- Задания
• a. Определите, соответствуют ли тексту о картинах Тициана утверждения (i) Филипп II работал по двадцать часов в сутки; (ii) Тициан отправил Филиппу II все семь написанных картин; (iii) во дворце картины висели открыто, без занавесок. На каждое ответьте «да» или «нет» и приведите решающие слова текста дословно.
• b. Подхватите текст о картинах Тициана после его последнего предложения и продолжите его.

- Текст для чтения
>>>

В каком-то смысле, поставив эти две картины вместе, замысел Тициана становится прозрачным. Мы понимаем, что помимо формы, услады, отрады для глаз усталого монарха Филиппа II, трудоголика на самом деле, работавшего по 20 часов в сутки, который усвоил от своего отца, что нельзя никому ничего доверять важного и неважного – если ты хочешь, чтобы это было хорошо сделано, сделай сам. И потому была такая бюрократическая волокита при дворе Филиппа II: он пытался везде подпись свою поставить, все решить. Помимо отдыха, когда он проходит мимо этих картин, это, безусловно, урок в духе Эразма Роттердамского христианнейшему из королей.
Но какой урок может быть в этих пикантных обнаженных ню? На самом деле он есть. Да, Диана, владычица, поступила несправедливо по отношению и к Каллисто, и к этому несчастному Актеону, расправу над которыми мы не видим на полотнах, мы видим только собаку, которая льнет к ноге Актеона, увидевшего обнаженную богиню, но, зная мифы, мы сразу же вспоминаем, как она превращает этого несчастного Актеона в оленя, и тут же на охоте его собственные собаки, вскормленные им, друзья его, загрызают своего хозяина. Мы видим несправедливость. С другой стороны, монарх не должен сомневаться. Виноват, совершил огрех, пусть против своей воли – неважно, веди свою линию жестко.
Он семь картин написал, седьмую он не отправил, до Филиппа она не дошла. Но шесть пришли в чудесный совершенно дворец, в коридоре висели, они были занавесками закрыты. Многие историки до сих пор говорят: потому что нескромные были изображения. Но это не совсем верно. Господи Боже мой, в покоях у короля, в коридорах нескромные изображения – о чем вы? Это был такой стиль презентации картин. Например, "Взятие Христа под стражу" Караваджо тоже всегда выставлялось под полотном, под портьерой для того, чтобы произвести дополнительный эффект. Ты приоткрываешь полотно, а там у тебя на глазах под стражу берут Христа. Ты приоткрываешь полотно, а тут у тебя прямо на глазах происходит похищение Европы.

<<<

- Фрагменты набора данных

>>>

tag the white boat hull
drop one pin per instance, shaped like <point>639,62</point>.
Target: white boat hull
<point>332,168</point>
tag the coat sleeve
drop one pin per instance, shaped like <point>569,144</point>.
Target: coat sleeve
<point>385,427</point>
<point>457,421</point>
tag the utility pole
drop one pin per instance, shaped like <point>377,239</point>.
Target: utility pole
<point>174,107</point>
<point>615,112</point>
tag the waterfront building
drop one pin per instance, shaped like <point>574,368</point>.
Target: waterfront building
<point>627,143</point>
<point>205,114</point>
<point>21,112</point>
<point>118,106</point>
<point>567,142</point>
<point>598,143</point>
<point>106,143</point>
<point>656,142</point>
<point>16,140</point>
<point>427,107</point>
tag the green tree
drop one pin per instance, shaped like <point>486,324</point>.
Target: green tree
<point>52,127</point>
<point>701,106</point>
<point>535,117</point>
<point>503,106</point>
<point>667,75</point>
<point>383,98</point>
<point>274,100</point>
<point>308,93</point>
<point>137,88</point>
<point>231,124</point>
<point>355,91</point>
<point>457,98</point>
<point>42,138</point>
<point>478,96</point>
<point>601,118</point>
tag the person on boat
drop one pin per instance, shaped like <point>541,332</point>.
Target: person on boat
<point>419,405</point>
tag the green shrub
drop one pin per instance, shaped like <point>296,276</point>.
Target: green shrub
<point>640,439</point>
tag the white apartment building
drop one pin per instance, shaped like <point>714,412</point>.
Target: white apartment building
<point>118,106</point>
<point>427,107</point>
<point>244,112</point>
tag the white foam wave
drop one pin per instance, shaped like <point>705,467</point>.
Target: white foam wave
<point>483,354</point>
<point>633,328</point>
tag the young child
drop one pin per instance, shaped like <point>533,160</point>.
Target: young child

<<<

- Письменные ответы
• a.
(i) Да: «трудоголика на самом деле, работавшего по 20 часов в сутки».
(ii) Нет: «седьмую он не отправил, до Филиппа она не дошла».
(iii) Нет: «в коридоре висели, они были занавесками закрыты».

• b.
Тициан, конечно, не порнограф только. Тициан был довольно сладострастным, как мы знаем, человеком, он был очень коротко женат на матери уже родившихся двух своих детей. Он активно пользовался услугами куртизанок, при этом был сибаритом, хорошо платящим. Он знал толк в женском теле. Естественно, он этот опыт переносил на холст, подав пример многочисленной плеяде художников, особенно венецианского толка и не только, в создании этого образа полногрудых, матрон таких со здоровым телом, со светлыми волосами. Для Тициана был огромный удар – реальный биографический факт, – когда он узнал, что венецианки пользуются привезенной индусами хной, красителями, а от природы они черноволосые, а никакие не златокудрые. Жуткий удар, он от него едва не скончался. Так вот Тициан помимо этого своего опыта обязан был вложить в свои полотна определенный урок, мораль. И он делал это.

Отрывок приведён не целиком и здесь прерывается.